**Written task**
With the line containing "Drop a pin on each instance of the black leggings" as the first line and the last line of the records as the final one, reproduce that range exactly.

**Entries provided**
◆ ◆ ◆ ◆

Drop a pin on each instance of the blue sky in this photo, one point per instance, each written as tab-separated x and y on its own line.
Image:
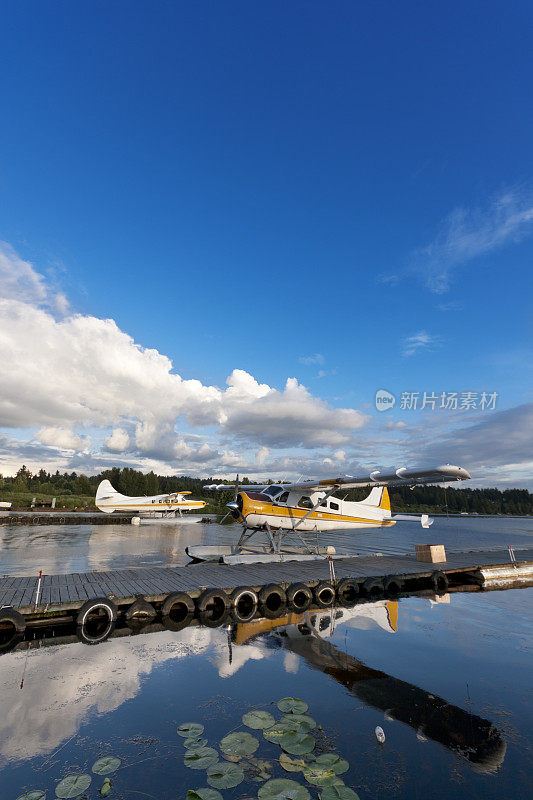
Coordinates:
340	194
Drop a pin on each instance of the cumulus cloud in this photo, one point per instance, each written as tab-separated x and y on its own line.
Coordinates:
467	234
63	438
61	373
118	441
422	340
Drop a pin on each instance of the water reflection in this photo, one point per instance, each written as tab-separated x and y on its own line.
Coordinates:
65	681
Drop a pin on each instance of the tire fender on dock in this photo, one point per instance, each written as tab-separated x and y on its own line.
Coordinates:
12	627
96	620
324	593
213	607
348	592
440	581
299	597
177	611
244	603
272	600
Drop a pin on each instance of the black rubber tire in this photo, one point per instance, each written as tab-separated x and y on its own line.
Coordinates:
12	627
140	612
324	593
213	607
373	588
244	603
348	592
177	611
393	586
272	601
95	633
299	597
440	581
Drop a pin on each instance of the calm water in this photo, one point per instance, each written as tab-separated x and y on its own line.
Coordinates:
448	679
25	549
449	682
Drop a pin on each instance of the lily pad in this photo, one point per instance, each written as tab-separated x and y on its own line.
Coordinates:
240	743
106	765
297	743
195	743
338	792
292	705
225	776
320	775
292	764
200	759
333	761
303	721
72	786
283	789
279	729
34	794
258	719
190	730
203	794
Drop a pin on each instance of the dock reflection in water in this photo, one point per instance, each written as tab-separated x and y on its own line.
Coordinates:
104	677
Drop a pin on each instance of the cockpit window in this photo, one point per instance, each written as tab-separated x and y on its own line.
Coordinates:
305	502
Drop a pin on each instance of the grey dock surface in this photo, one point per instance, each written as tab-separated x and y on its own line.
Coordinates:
69	592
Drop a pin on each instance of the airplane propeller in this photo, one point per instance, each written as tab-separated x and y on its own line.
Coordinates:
232	505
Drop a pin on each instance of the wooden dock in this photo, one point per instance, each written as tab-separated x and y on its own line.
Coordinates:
67	593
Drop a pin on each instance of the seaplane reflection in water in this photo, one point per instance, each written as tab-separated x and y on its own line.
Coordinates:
295	509
156	509
306	636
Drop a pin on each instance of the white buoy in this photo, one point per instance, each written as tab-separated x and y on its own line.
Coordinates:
380	735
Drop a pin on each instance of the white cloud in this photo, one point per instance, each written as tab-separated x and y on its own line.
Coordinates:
419	341
467	234
317	358
63	438
118	442
62	373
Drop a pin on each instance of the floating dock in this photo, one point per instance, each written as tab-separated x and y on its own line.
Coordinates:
56	594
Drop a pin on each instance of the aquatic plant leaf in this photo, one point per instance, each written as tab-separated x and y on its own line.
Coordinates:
320	775
333	761
106	765
203	794
195	743
200	759
258	719
240	743
72	786
279	729
303	721
34	794
190	730
292	705
338	792
291	764
283	788
225	776
297	743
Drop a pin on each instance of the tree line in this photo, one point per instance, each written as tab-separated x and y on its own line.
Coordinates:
129	481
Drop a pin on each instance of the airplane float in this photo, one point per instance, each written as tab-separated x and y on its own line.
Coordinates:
156	509
310	507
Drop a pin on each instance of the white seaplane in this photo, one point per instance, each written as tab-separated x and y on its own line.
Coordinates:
156	509
294	509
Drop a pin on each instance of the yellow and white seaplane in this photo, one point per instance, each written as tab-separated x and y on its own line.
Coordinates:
156	509
310	507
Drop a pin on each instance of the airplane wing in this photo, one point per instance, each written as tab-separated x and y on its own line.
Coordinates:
400	477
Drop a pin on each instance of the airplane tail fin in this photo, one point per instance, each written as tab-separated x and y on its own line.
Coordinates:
378	498
105	494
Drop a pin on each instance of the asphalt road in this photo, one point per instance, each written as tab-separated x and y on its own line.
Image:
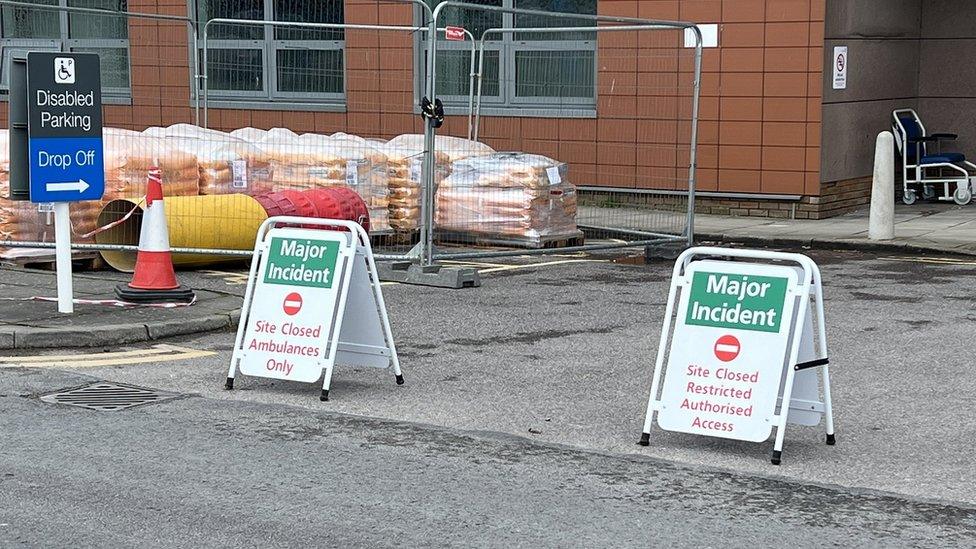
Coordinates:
198	472
559	356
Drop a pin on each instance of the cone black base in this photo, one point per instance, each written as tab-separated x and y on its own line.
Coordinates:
176	295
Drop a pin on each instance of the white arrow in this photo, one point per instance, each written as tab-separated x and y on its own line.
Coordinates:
81	185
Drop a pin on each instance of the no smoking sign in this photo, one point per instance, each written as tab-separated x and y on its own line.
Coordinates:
727	348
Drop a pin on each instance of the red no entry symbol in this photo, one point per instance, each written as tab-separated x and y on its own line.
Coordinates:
727	348
292	304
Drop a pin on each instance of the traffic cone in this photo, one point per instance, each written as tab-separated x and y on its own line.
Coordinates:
154	280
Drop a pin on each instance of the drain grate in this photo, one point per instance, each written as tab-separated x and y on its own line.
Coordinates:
108	397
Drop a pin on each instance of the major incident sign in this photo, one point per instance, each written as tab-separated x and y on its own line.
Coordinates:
64	125
727	352
289	325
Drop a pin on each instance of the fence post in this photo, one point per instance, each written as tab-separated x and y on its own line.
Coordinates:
693	155
430	162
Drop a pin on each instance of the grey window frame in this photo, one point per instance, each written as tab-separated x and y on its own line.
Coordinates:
110	95
507	103
270	97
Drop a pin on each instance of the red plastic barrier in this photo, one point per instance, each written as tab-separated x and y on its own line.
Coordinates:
339	203
325	203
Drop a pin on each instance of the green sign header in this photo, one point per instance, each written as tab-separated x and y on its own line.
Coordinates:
301	262
741	302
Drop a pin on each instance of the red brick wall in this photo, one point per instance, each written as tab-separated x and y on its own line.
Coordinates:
760	104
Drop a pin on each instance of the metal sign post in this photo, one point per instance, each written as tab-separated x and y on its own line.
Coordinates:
64	129
742	353
313	300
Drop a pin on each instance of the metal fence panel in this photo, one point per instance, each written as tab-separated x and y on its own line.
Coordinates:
584	134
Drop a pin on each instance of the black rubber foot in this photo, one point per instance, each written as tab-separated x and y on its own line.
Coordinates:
132	295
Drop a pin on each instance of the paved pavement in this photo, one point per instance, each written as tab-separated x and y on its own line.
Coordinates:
198	472
561	352
930	226
28	321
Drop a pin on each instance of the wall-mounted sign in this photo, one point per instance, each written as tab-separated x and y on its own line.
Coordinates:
840	67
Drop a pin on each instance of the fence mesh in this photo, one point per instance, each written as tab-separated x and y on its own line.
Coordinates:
287	112
545	171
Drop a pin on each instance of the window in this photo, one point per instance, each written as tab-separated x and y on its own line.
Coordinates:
25	29
548	71
273	63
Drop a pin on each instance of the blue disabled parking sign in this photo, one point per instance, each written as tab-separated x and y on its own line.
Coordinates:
64	126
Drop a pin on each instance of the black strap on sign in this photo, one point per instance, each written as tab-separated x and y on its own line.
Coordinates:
812	364
432	112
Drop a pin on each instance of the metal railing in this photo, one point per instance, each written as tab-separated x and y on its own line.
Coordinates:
618	223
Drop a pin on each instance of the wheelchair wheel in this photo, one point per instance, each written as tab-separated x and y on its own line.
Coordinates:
962	196
909	197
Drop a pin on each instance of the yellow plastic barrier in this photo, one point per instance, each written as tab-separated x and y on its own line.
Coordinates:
194	222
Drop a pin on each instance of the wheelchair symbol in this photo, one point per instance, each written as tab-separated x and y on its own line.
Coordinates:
64	70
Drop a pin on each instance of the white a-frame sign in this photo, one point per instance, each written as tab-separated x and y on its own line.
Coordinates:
742	357
313	300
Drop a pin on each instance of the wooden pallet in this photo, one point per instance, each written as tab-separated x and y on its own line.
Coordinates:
485	240
80	261
392	239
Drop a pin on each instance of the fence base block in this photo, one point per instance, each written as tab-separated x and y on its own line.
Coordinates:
664	250
439	276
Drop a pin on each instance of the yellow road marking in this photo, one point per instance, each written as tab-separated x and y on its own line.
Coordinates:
158	353
234	279
933	260
544	264
157	350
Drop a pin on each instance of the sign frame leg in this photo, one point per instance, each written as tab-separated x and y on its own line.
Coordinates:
645	439
381	304
802	296
824	372
62	254
245	311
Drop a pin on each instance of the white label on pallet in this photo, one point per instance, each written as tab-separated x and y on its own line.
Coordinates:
554	177
238	170
352	173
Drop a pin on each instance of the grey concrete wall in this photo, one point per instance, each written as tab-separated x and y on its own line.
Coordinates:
882	37
947	76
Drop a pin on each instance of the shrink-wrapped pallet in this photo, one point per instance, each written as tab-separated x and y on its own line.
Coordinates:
128	157
25	221
316	161
522	197
454	148
405	155
227	164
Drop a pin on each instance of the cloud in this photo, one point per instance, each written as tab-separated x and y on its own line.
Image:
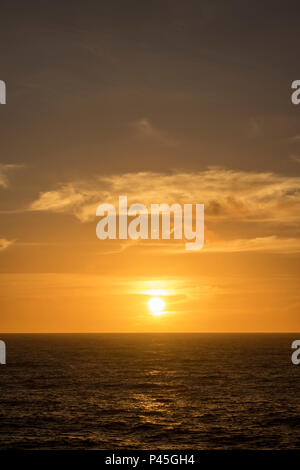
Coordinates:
5	243
4	170
227	194
271	244
145	130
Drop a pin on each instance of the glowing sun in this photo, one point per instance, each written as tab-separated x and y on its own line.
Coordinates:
156	306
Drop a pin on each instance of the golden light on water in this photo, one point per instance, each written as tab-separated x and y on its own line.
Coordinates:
156	306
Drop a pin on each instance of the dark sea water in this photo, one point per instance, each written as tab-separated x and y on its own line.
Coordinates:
149	391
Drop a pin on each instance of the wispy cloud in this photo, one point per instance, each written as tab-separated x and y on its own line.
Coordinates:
232	194
146	130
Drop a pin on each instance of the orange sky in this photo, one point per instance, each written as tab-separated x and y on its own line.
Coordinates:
162	103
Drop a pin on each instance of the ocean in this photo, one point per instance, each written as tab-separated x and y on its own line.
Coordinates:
149	391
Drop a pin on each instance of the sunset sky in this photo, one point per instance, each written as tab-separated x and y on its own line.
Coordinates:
162	101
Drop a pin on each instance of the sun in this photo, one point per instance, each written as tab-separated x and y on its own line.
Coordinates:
156	306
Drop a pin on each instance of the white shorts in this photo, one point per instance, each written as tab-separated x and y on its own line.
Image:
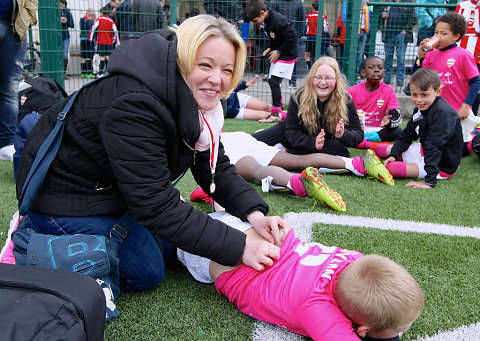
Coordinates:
281	69
239	144
242	100
414	155
199	267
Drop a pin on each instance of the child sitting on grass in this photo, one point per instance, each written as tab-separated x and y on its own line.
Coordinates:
458	72
323	292
438	126
245	107
260	163
379	103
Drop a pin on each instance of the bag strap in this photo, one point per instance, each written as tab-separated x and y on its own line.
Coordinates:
45	155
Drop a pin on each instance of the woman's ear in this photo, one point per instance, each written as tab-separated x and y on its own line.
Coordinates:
362	331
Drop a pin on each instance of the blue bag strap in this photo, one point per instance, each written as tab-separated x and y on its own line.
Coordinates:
45	155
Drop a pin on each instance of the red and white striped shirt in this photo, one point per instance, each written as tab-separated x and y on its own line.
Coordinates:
107	32
471	12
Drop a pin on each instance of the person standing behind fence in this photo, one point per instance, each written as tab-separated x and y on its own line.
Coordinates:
294	11
470	11
15	19
107	34
397	33
67	22
147	15
282	50
87	47
124	21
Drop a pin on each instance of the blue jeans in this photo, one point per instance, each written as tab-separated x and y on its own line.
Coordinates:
141	260
362	41
397	43
11	60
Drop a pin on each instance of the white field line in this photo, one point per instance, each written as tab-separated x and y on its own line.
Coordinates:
303	229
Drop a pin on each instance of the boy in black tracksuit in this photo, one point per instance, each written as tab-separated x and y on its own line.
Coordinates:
282	50
437	125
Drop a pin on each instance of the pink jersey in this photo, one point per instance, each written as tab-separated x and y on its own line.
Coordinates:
375	103
455	67
470	11
296	293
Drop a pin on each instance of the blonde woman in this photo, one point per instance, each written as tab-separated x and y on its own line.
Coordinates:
321	115
132	133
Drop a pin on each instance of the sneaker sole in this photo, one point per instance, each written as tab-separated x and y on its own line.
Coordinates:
322	193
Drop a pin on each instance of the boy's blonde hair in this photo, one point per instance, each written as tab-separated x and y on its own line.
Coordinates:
194	31
379	293
336	108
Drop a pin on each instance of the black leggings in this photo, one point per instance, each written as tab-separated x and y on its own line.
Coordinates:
389	134
274	83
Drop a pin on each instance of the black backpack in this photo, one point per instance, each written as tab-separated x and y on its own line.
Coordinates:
40	94
43	304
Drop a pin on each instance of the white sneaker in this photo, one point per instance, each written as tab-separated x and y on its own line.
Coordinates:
6	153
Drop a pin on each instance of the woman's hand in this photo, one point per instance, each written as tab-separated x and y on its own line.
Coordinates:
320	140
269	227
340	129
418	184
385	121
388	160
259	254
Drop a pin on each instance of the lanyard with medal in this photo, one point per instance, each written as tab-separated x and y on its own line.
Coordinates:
213	153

◆ ◆ ◆ ◆

**Answer to this problem**
Drop a pin on each instance of the black leggings in this photo, one point per instance, each written as tab-separated x and y on its own line.
Coordinates:
389	134
274	83
Drop a pin on each instance of the black backpack in this photo, one point per instance, each written as tab-separated x and y on its own line.
Coordinates:
40	94
43	304
Drop a pin on each instance of the white sneaker in this photo, one point per instance, each written as tab-separated x and y on its own line.
Coordinates:
6	153
Drop a pin on each instance of the woman's hand in this photo, one point per instance, each written as tab-separated x and y on its own line.
Coordinates:
320	140
269	227
340	129
418	184
385	121
388	160
259	254
Drop a pin on each instance of the lanyard with medal in this photo, one point per instance, each written as tab-separated x and y on its own line.
Coordinates:
213	153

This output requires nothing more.